------ Provided text

The Process of Making Honey:
It takes about 60,000 bees gathering from roughly two million flowers and flying around 55,000 miles to make one pound of honey in an intricate facility known as the beehive. Of the 60,000 bees living and working in a beehive, there are three varieties of bees.
The first is the queen bee; there is only one queen in the entire hive. She is the largest and most sexually mature as her one job is to reproduce. When she is fully developed and ready to begin reproducing, she will emerge from her special queen cell and mate with 13-18 male bees (drones).
At this time, she will collect millions of sperm cells, which she will preserve with her for her entire life. Her lifespan is generally around 2-5 years and if well cared for, the queen bee can lay up to 2,000-3,000 eggs a day.
Young worker bees will meet her every need, including feeding and cleaning, as she lays her own weight of eggs every couple of hours. When the queen bee dies or becomes useless, the other bees will select a young larva and feed it a special diet of royal jelly to become the new queen bee.
The second type of bee is the worker bee. These bees are females but do not reproduce as that is only for the queen bee. The beehive is made up of 98% worker bees in the summer and in the winter they are the only bees to live in the hive with the queen bee.
Worker bees are busy as they have several job responsibilities. They collect the nectar from flowers to form the honey and create wax comb. They are also responsible for ensuring the queen and larvae are fed, as well as guarding the beehive and fanning their wings to keep the hive from getting too hot.
Because they work so hard, they will live about six weeks in the busy months and 4-9 months in the winter. The worker bee does have a barbed stinger and if used, it will die immediately following the sting.
The final type of bee in the beehive is the male bee, often called drones. They are distinguished by the large size of their eyes. They are also larger than worker bees but still smaller than the queen bee. Drones do not have stingers. The drones main purpose is to fertilize the queen bee.
All mating is done in flight and they will die shortly after mating because they have barbed sex organs. Any remaining drones will be expelled from the beehive before winter in locations that experience a strong change of climate. The average life span of a drone is about 90 days.

------------

▶ [Problems and tasks]
[a] Answer these questions using the text on honey bees.
(i) With how many drones does the queen bee mate?
(ii) What percentage of the beehive is made up of worker bees in the summer?
(iii) What is the average life span of a drone?
[b] Decide whether each statement agrees with the honey bee text, and quote the words that settle it.
(i) Drones have stingers.
(ii) A queen bee generally lives around 2-5 years.
(iii) Worker bees live about six months during the busy months.
[c] Write the next part of the text on making honey, beginning after its final sentence.

------ Supplied records

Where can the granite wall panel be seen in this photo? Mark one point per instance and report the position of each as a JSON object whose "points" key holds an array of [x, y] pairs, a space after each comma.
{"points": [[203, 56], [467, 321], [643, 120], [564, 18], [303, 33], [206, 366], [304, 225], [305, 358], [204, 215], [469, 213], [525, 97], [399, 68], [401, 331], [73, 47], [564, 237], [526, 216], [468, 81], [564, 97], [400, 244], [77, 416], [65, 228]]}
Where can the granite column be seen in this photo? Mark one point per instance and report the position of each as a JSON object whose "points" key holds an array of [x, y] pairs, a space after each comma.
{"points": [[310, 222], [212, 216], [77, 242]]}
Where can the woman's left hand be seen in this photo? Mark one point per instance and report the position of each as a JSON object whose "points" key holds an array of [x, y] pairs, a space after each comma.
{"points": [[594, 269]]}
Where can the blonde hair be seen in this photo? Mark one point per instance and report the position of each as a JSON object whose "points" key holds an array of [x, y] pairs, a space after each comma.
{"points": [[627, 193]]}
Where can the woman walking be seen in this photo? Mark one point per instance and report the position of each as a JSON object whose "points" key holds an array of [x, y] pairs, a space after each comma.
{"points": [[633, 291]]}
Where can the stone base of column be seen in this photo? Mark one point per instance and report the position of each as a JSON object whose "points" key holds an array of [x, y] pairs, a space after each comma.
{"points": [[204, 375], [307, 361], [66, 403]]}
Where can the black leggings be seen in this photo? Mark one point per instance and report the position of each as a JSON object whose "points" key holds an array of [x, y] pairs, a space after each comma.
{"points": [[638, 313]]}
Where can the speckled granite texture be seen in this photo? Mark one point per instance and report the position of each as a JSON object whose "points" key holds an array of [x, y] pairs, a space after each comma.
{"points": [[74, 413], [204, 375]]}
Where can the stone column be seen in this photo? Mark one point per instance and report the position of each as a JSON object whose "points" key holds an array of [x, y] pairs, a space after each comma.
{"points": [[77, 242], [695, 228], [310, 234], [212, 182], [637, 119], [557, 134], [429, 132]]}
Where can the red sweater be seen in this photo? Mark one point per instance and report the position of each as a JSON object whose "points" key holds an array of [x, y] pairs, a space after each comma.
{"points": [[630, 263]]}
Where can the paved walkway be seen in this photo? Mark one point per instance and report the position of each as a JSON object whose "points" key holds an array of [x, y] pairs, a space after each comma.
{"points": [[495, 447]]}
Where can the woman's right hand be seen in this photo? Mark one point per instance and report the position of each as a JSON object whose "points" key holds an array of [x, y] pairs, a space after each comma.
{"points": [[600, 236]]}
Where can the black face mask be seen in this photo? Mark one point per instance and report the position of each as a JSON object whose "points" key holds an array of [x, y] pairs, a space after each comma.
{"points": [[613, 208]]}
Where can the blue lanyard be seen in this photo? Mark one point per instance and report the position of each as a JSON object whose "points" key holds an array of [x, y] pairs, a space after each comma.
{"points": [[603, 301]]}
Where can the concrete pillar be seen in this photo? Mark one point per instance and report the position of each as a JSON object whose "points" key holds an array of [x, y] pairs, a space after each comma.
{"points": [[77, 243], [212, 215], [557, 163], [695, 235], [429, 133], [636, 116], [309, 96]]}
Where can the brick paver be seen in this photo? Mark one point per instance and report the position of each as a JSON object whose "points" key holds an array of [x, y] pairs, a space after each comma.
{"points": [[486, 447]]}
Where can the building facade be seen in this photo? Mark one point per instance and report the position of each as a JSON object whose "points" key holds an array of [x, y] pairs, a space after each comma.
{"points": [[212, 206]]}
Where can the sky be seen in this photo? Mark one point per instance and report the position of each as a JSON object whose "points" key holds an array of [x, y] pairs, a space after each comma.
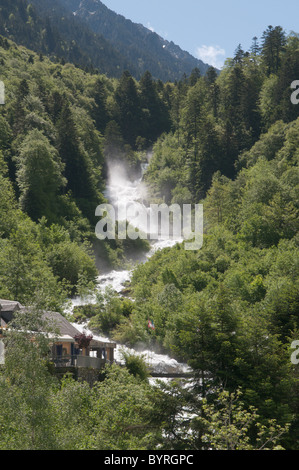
{"points": [[210, 30]]}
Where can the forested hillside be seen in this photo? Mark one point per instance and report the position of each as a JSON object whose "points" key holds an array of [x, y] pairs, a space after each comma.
{"points": [[145, 49], [105, 41], [230, 310], [59, 127]]}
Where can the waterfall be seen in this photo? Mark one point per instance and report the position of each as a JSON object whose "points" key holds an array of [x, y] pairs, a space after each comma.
{"points": [[120, 191]]}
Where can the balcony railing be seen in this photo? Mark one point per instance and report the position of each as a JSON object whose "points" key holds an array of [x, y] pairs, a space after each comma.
{"points": [[79, 361]]}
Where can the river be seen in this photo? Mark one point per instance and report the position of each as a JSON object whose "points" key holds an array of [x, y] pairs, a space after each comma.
{"points": [[121, 191]]}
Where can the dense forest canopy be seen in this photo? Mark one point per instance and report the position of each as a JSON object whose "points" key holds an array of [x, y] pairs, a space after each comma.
{"points": [[231, 309]]}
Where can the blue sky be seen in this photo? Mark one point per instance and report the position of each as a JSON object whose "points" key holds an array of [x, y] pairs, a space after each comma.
{"points": [[210, 30]]}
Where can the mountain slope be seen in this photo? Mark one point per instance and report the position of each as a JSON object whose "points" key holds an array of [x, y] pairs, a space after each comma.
{"points": [[48, 28], [143, 48]]}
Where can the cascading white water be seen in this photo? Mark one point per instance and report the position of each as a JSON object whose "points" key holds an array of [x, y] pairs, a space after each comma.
{"points": [[120, 192]]}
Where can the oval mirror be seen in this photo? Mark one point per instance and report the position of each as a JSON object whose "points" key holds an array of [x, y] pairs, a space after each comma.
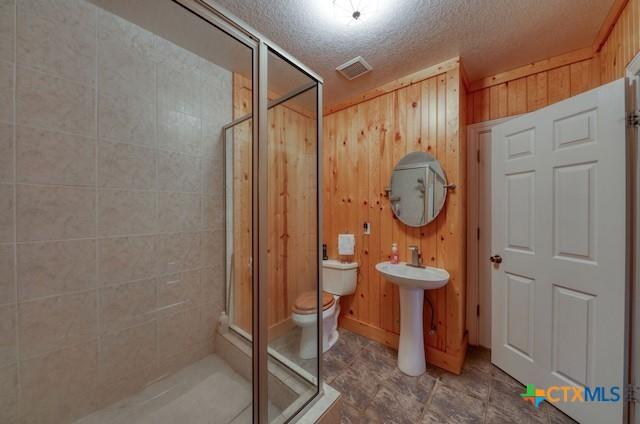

------------

▶ [Answers to the tasks]
[a]
(i) 13-18
(ii) 98%
(iii) About 90 days

[b]
(i) No: "Drones do not have stingers."
(ii) Yes: "Her lifespan is generally around 2-5 years"
(iii) No: "they will live about six weeks in the busy months"

[c]
Colonies and Pollination
Beekeepers have colonies where the bees live. The beekeepers will maintain, feed, and transport these colonies. Through centuries of selective breeding, man has obtained the ability of making bees produce much more honey than a colony actually needs.
This allows for the beekeeper to successfully harvest the honey and keep the process going. Part of the beekeepers responsibility is providing a place for the colony to live and store honey. These colonies are often built up in a number of rectangular or square boxes that do not have a top or bottom on top of one another. The boxes hold parallel frames to produce wax honeycomb, to raise their offspring, and store honey.
These boxes allow for easier transportation of the beehives from one field to the next. This is a convenient system as crops need pollinating and they can work with other local farmers and provide them pollination services.
While bees’ primary function is making honey, they also vitally offer their pollination function as a second service. Pollination is very important to mankind as 1/3 of our diet comes from insect-pollinated plants. Bees make up 80% of this pollination process.
Pollination occurs when the flowering plant is fertilized, this is the transferring of anthers of the plant to the ovules of that plant or another flower. Common plants bees pollinate include vegetables, legumes, nuts, and fruits.